# [Perintah 1]
Temukan semua baris dalam entri yang memuat kata "hood", lalu salin baris-baris tersebut. Perhatikan huruf besar dan huruf kecil karena keduanya dibedakan.

* * * * * * *

Semarang, 12 Mei 2025 – Aroma dupa cendana perlahan menyebar di ruang utama Vihara Tanah Putih, Semarang. Lonceng dan tambur dibunyikan, menandai dimulainya prosesi Hari Tri Suci Waisak 2569 BE, Senin (12/5). Ratusan umat Buddha telah duduk bersila, penuh khidmat. Tak lama, para Bhante berjalan perlahan memasuki ruangan, disambut dengan anjali, yakni tangkup kedua tangan di dada, tanda penghormatan dari umat.
Suasana hening. Lantunan paritta dalam bahasa Pali terdengar lembut namun dalam. Di tengah hiruk pikuk dunia luar, di sini justru keheningan menjadi pusat dari segalanya. Dalam diam, umat memasuki sesi Bhavana, meditasi sunyi untuk membina dan menyucikan batin. Seolah waktu berhenti sejenak.
Dari sisi kiri altar Buddha, seorang Bhikkhu lanjut usia perlahan menaiki kursi kayu berukir rusa. Ia adalah Bhikkhu Cattamano Mahathera, Kepala Vihara Tanah Putih. Suaranya rendah tapi jelas. Dalam nada yang tenang dan kontemplatif, ia menyampaikan Dhammasesana, khotbah Dhamma, tentang perjalanan Siddhattha Gotama mencari dan menemukan pencerahan.
“Orang bijaksana memiliki sila, moralitas yang luhur,” ujarnya. “Ia menjaga ucapan dari kebohongan, fitnah, dan kata-kata kasar. Ia menahan diri dari tindakan menyakiti atau mencuri, bahkan dari pikiran yang dipenuhi kebencian.”
Bhikkhu Cattamano juga menekankan pentingnya kebijaksanaan jasmani, tidak menyakiti makhluk lain, bahkan menghindari perbuatan yang bisa merenggut kehidupan makhluk hidup lainnya.
“Sudah tentu,” lanjutnya, “orang yang memiliki sifat luhur adalah orang yang bijaksana.”
Usai sesi ibadah, suasana berubah menjadi lebih cair namun tetap hangat ketika perwakilan lintas agama mulai berdatangan. Mereka tak hanya hadir sebagai tamu, tapi juga sebagai sahabat dalam keberagaman.
KH. Taslim Syahlan, Sekretaris Jenderal Asosiasi Forum Kerukunan Umat Beragama (FKUB) se-Indonesia. Mengenakan peci khas pejuang 45 warna coklat, dan kemeja warna hitam, ia berdiri di depan para hadirin sambil menyampaikan pesan yang menggugah.

* * * * * * *

# [Perintah 2]
Lanjutkan berita tentang perayaan Waisak di Vihara Tanah Putih di atas, dimulai tepat sesudah kalimat terakhirnya.

# [Data Kerja]

* * * * * * *

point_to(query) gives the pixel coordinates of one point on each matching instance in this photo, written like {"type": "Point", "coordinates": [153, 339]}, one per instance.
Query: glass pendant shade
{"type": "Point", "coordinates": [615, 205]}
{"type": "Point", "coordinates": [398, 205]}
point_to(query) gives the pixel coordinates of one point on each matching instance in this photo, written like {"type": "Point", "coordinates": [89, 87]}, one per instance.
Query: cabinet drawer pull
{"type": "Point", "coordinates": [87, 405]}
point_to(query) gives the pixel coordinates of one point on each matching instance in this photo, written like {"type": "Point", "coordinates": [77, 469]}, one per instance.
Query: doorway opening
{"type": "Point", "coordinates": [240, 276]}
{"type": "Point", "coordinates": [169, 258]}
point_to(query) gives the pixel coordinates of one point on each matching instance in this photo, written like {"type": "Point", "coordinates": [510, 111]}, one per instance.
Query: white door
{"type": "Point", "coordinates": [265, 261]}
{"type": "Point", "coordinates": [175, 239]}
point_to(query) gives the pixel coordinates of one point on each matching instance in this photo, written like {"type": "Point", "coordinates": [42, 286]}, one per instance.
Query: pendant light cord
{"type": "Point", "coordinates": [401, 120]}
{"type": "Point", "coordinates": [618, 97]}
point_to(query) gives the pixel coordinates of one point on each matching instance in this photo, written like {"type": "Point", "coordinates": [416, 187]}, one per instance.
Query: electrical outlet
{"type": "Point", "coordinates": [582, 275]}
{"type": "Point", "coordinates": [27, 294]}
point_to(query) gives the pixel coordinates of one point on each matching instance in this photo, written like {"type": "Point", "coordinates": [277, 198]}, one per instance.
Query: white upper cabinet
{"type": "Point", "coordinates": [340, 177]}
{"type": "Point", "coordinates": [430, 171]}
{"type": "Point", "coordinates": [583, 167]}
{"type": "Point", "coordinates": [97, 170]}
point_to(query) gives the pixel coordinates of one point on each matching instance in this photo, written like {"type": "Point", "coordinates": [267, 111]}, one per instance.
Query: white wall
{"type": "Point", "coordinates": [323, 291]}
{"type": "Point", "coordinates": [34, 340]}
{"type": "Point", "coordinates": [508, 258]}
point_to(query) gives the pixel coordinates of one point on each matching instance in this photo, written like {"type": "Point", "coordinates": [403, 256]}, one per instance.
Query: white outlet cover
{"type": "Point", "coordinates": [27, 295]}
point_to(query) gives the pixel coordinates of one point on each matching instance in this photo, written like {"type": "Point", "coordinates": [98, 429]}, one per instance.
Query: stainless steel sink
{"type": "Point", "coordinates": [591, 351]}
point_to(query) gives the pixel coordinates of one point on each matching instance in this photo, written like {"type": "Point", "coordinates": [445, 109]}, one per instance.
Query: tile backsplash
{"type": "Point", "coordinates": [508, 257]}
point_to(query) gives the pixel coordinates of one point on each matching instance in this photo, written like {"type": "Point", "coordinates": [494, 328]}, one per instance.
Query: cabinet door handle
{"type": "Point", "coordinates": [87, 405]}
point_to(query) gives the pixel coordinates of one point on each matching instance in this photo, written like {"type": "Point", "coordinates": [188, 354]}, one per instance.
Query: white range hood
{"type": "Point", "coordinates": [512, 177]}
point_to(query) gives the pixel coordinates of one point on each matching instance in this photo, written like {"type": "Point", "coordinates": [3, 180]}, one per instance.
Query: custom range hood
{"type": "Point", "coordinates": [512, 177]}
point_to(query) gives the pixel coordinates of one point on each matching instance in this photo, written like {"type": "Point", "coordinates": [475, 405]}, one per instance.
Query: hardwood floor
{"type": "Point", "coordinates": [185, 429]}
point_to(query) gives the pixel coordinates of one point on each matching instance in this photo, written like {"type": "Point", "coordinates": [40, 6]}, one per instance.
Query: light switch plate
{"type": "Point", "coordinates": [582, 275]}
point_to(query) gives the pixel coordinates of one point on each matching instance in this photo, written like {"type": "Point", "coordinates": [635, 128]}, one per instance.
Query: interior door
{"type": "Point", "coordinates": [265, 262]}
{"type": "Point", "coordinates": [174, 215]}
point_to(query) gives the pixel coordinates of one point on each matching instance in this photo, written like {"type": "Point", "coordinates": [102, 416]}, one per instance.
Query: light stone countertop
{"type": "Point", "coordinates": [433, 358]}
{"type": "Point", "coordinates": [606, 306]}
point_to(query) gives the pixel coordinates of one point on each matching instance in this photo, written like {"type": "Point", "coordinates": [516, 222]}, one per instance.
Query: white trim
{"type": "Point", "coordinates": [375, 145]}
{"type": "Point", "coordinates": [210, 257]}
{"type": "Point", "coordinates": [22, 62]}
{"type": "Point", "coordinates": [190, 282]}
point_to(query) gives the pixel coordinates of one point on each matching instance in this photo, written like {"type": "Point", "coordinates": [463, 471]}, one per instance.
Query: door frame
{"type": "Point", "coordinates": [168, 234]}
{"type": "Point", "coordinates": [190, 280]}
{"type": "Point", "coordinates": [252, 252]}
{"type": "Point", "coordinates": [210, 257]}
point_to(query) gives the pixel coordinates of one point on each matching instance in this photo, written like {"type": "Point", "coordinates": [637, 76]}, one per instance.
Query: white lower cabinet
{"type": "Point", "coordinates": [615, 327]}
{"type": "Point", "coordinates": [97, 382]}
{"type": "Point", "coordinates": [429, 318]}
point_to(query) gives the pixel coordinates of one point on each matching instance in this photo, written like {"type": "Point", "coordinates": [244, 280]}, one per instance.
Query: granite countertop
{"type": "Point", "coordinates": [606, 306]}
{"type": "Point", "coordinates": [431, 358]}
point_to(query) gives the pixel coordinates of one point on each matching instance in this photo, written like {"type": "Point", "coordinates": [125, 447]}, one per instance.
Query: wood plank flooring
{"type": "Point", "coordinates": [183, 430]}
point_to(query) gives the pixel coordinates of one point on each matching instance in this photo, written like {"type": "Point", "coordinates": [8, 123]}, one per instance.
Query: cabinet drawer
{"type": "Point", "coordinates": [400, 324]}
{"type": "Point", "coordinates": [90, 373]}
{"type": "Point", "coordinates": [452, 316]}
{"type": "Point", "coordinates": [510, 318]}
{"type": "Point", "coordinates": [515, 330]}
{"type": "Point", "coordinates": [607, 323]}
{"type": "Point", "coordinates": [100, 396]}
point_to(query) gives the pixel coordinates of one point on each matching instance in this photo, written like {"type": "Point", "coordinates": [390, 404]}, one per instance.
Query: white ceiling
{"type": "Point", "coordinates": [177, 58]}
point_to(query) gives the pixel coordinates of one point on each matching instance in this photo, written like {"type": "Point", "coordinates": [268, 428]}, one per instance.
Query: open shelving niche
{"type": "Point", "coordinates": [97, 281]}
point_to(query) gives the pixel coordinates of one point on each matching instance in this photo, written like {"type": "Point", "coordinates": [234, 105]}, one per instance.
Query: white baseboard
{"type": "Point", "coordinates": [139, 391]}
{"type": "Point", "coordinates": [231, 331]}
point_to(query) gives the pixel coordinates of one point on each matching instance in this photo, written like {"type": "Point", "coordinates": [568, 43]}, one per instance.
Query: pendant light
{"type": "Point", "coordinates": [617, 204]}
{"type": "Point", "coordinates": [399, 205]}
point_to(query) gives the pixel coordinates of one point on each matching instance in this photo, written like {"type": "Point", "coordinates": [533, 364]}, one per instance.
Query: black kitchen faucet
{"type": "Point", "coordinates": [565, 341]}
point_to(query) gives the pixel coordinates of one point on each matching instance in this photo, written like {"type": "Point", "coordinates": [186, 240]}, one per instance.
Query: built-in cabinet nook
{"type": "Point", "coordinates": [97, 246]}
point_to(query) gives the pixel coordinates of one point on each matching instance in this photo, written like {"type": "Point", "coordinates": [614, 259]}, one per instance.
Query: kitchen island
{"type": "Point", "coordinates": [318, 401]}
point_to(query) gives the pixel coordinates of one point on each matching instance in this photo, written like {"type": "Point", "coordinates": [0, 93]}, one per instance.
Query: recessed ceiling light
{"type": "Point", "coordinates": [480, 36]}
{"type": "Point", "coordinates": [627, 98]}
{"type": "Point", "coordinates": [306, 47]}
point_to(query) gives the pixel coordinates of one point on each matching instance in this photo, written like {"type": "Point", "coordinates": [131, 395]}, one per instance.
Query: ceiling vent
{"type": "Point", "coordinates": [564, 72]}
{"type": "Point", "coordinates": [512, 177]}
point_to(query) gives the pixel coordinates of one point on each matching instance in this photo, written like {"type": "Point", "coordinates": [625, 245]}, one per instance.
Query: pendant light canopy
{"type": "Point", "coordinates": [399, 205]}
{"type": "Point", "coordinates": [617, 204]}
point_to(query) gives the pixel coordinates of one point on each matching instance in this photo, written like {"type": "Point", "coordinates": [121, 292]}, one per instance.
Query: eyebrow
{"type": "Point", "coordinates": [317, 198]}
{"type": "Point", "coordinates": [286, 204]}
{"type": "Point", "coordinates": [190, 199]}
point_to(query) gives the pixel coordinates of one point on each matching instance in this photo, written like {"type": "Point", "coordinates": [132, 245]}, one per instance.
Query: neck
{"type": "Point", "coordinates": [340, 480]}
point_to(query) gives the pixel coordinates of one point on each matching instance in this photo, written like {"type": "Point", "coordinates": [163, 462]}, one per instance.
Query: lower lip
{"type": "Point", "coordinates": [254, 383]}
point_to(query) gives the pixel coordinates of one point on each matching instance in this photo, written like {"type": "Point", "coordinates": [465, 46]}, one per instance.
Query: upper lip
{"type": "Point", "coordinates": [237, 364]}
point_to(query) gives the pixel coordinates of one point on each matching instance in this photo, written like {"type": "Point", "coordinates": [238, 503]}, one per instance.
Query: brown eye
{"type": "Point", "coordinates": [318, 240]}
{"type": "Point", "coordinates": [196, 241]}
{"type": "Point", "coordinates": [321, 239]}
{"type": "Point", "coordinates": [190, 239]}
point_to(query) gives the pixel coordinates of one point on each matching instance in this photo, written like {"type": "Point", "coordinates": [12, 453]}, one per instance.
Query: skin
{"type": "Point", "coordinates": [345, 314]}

* * * * * * *

# [Hasil 1]
Query: white range hood
Query: custom range hood

# [Hasil 2]
“Kami datang bukan hanya untuk ‘say hello’. Ini bukan sekadar seremoni,” katanya. “Ini adalah wujud nyata toleransi aktif, bahwa perbedaan adalah potensi perekat, bukan penyekat.”
Ia menyebut bahwa semua agama, keyakinan, dan penghayat hadir dalam acara ini. Dari Syiah (ABI), NU, Muhammadiyah, LDII, dan lainnya. FKUB, menurutnya, mewakili semangat kebersamaan yang tulus dan terbuka.
“Bukan berarti kita mencampuradukkan agama,” ujarnya lebih lanjut. “Tapi kita hadir karena menghormati kebahagiaan yang dirasakan saudara-saudara kita yang merayakan Waisak.”
Ia pun berharap, peristiwa seperti ini menjadi pemantik, bukan hanya simbol kerukunan, tapi juga ruang belajar bersama sebagai bangsa yang besar dan majemuk.
“Semoga Indonesia semakin dewasa dan tak lagi alergi terhadap perbedaan,” katanya, menutup sambutannya.
Dalam acara ini turut hadir perwakilan Dewan Pimpinan Pusat Ahlulbait Indonesia (DPP ABI), Dewan Pimpinan Wilayah (DPW) ABI Jawa Tengah, serta Dewan Pimpinan Daerah (DPD) ABI Jepara. Ketua Humas, Media, dan Penerangan (HMP) DPP ABI, Muhlisin Turkan, hadir atas undangan langsung dari Sekjen Asosiasi FKUB, KH. Taslim Syahlan.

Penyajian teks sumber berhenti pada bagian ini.